**Задание 1**
Какое имя жена Маноя дала сыну во фрагменте страницы?

### Фрагмент страницы

13. Ангел Господень сказал Маною: пусть он остерегается всего, о чем я сказал жене;

14. пусть не ест ничего, что производит виноградная лоза; пусть не пьет вина и сикера и не ест ничего нечистого и соблюдает все, что я приказал ей.

15. И сказал Маной Ангелу Господню: позволь удержать тебя, пока мы изготовим для тебя козленка.

16. Ангел Господень сказал Маною: хотя бы ты и удержал меня, но я не буду есть хлеба твоего; если же хочешь совершить всесожжение Господу, то вознеси его. Маной же не знал, что это Ангел Господень.

17. И сказал Маной Ангелу Господню: как тебе имя? чтобы нам прославить тебя, когда исполнится слово твое.

18. Ангел Господень сказал ему: что ты спрашиваешь об имени моем? оно чудно.

19. И взял Маной козленка и хлебное приношение и вознес Господу на камне. И сделал Он чудо, которое видели Маной и жена его.

20. Когда пламень стал подниматься от жертвенника к небу, Ангел Господень поднялся в пламени жертвенника. Видя это, Маной и жена его пали ли-цем на землю.

21. И невидим стал Ангел Господень Маною и жене его. Тогда Маной узнал, что это Ангел Господень.

22. И сказал Маной жене своей: верно мы умрем, ибо видели мы Бога.

23. Жена его сказала ему: если бы Господь хотел умертвить нас, то не принял бы от рук наших всесожжения и хлебного приношения, и не показал бы нам всего того, и теперь не открыл бы нам сего.

24. И родила жена сына, и нарекла имя ему: Самсон. И рос младенец, и благословлял его Господь.

######
### Записи данных

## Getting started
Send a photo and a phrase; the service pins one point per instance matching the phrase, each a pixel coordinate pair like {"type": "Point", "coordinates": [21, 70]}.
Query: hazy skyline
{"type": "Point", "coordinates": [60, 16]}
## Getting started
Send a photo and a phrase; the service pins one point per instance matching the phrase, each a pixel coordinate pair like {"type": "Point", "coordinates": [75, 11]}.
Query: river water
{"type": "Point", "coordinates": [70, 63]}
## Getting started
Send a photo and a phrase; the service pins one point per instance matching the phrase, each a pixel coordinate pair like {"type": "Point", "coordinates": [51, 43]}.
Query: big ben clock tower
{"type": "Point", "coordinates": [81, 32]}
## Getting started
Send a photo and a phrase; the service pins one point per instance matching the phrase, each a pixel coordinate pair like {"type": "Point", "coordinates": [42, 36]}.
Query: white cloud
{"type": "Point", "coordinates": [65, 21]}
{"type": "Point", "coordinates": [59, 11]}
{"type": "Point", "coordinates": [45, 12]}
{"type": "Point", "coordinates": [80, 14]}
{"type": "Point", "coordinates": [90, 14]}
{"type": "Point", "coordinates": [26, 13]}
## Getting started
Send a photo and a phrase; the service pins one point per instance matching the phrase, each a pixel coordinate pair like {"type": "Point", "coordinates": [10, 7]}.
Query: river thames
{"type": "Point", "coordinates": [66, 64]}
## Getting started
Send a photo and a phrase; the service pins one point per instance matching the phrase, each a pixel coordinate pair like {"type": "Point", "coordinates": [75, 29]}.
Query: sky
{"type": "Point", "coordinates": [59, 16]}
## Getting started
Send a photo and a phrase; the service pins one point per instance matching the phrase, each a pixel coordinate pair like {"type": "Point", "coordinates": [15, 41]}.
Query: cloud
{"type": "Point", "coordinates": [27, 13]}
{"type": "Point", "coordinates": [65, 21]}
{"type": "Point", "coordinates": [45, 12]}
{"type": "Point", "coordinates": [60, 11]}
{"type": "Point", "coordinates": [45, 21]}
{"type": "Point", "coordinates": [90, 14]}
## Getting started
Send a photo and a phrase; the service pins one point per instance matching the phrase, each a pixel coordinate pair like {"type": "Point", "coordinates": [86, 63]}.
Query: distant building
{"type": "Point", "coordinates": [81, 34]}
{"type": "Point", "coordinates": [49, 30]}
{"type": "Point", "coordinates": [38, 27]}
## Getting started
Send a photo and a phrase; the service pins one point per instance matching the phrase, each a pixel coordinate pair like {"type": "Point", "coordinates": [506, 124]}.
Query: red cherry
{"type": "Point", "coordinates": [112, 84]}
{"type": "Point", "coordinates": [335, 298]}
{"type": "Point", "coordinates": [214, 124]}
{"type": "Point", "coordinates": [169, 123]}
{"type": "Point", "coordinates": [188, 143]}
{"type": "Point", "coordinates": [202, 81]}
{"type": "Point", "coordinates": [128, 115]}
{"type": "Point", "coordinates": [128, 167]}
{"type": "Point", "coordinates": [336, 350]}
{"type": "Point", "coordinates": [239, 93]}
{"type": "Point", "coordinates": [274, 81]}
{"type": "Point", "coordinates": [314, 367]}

######
### Записи данных

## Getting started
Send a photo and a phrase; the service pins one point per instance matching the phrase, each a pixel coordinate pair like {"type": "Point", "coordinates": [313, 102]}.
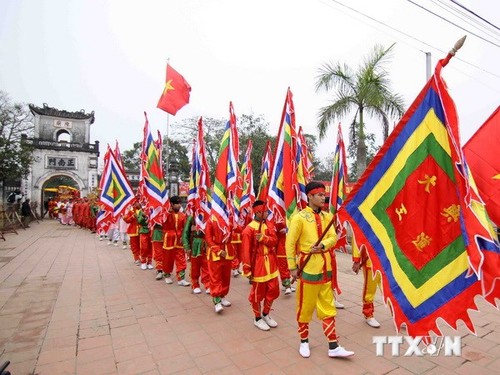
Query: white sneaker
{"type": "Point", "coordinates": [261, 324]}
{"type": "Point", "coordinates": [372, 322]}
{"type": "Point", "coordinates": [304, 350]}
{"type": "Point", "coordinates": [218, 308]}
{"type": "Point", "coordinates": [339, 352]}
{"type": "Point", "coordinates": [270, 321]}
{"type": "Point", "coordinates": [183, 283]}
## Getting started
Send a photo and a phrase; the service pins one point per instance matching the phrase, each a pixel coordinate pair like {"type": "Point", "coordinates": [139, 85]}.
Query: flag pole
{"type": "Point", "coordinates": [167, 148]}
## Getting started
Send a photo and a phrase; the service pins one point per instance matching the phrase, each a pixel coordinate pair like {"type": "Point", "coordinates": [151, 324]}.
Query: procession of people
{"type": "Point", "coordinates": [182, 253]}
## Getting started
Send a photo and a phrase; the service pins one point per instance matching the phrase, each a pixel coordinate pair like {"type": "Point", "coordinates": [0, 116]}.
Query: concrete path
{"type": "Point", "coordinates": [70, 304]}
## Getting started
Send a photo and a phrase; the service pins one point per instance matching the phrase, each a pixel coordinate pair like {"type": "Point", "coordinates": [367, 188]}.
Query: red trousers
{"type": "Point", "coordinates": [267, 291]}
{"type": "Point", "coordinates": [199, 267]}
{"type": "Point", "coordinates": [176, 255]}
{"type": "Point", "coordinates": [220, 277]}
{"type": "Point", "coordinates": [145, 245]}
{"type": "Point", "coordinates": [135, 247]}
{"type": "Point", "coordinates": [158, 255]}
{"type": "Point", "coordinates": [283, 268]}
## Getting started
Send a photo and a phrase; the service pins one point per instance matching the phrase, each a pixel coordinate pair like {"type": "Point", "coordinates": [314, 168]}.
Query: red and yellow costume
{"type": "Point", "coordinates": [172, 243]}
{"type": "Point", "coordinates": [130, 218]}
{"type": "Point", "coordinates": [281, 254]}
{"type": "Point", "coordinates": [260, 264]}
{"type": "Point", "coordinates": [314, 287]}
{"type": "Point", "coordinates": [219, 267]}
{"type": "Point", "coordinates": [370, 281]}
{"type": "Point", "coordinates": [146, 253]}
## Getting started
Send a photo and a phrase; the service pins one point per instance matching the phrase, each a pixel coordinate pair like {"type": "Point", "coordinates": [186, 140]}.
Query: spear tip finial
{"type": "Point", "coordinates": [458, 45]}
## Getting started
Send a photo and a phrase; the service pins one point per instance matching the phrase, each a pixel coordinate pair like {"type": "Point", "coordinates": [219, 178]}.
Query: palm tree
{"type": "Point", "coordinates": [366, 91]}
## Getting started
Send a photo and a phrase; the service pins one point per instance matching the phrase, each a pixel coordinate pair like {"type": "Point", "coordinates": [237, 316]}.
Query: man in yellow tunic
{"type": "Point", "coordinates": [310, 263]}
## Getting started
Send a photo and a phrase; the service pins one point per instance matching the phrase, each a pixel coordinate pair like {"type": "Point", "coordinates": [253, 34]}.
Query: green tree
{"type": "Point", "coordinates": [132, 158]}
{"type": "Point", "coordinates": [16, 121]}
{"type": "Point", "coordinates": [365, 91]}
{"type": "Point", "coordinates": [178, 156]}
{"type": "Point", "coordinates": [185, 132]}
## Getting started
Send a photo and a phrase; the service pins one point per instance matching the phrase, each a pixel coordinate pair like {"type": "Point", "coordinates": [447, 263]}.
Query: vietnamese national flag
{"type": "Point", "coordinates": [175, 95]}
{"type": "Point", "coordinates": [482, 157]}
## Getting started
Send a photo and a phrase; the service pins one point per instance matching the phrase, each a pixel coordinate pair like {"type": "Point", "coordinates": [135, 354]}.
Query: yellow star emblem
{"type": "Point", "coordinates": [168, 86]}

######
### Записи данных

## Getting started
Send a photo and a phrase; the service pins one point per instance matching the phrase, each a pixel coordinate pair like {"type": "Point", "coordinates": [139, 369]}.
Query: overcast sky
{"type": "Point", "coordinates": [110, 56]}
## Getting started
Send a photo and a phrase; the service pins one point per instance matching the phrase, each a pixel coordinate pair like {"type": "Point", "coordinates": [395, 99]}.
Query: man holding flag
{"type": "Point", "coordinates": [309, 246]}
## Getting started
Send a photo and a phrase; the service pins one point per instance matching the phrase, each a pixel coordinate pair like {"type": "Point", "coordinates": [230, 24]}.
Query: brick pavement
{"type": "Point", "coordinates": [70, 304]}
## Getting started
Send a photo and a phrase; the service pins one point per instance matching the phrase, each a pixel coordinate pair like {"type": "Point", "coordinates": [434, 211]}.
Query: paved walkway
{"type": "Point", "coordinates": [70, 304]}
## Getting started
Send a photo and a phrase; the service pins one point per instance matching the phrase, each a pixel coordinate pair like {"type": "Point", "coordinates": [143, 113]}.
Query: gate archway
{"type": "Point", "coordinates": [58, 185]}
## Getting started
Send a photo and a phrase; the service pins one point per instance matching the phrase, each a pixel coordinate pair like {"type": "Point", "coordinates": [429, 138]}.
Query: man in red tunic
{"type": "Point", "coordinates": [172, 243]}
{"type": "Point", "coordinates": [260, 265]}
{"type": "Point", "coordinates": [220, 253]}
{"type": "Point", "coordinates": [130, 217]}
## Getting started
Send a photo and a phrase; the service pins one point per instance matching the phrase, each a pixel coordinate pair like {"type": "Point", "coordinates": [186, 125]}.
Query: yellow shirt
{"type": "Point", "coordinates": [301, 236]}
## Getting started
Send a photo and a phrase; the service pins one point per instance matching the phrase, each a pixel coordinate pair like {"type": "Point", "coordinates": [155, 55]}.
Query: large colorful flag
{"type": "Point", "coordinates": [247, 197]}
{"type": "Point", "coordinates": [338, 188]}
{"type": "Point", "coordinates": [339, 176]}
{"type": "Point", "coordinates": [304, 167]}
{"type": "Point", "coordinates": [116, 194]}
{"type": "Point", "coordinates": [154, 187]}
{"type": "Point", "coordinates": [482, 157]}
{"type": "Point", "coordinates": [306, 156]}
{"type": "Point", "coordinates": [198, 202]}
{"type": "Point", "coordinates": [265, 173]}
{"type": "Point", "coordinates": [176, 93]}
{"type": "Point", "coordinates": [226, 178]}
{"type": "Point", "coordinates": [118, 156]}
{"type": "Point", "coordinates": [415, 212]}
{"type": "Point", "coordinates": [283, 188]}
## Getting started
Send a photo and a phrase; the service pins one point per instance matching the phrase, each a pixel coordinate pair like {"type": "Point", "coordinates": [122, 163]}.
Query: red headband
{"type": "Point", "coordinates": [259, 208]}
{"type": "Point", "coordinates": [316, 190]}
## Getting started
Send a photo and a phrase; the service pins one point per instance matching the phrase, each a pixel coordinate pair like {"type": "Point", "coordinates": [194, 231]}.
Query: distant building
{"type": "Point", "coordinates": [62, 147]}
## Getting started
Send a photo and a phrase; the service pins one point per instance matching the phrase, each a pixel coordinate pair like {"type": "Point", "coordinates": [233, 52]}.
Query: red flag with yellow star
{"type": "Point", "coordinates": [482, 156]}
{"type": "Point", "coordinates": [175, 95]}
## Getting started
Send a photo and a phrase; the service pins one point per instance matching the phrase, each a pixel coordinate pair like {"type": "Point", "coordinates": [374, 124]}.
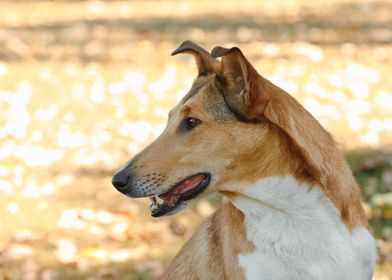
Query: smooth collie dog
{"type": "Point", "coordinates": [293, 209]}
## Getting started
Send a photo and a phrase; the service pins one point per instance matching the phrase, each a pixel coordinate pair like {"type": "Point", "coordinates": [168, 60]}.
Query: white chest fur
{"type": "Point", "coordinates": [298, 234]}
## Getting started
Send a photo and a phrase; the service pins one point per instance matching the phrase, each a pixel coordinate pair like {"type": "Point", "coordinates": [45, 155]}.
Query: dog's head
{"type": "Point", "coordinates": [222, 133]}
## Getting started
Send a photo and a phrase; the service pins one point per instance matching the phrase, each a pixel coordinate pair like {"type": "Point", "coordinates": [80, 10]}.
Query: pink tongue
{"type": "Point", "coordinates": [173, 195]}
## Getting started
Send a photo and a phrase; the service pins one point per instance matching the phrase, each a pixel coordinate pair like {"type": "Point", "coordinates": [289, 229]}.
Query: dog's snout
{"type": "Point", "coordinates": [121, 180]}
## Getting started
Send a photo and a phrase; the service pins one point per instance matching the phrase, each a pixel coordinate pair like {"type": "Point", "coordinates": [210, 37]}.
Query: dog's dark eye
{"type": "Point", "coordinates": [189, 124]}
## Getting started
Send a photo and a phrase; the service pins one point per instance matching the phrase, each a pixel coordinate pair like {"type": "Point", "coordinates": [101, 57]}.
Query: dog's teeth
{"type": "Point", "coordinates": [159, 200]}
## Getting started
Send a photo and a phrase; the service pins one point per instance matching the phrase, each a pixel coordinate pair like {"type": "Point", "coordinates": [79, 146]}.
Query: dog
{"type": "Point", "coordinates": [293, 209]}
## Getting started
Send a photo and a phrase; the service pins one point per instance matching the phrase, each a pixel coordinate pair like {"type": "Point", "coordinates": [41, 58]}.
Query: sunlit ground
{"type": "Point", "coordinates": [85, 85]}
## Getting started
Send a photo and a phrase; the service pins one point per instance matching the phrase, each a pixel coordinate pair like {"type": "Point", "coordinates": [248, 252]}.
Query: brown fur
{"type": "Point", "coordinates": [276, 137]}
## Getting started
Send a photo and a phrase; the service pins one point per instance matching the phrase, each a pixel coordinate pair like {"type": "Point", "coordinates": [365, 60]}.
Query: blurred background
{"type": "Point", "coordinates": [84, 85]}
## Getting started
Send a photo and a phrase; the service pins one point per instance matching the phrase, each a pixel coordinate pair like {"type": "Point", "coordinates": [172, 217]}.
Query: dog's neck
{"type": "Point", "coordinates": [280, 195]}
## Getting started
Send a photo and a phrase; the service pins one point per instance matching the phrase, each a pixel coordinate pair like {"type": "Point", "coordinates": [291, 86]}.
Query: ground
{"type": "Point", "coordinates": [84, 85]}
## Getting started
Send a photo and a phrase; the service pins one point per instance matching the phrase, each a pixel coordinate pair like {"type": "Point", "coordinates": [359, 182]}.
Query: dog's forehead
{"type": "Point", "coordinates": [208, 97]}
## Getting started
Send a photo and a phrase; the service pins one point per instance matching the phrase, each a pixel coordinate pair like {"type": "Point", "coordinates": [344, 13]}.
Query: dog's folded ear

######

**Задание 2**
Соберите из записей выше все строки со словом «white». Регистр учитывается.

**Итоговый ответ 1**
Самсон.

**Итоговый ответ 2**
Query: white cloud
Query: white sneaker
Query: white chest fur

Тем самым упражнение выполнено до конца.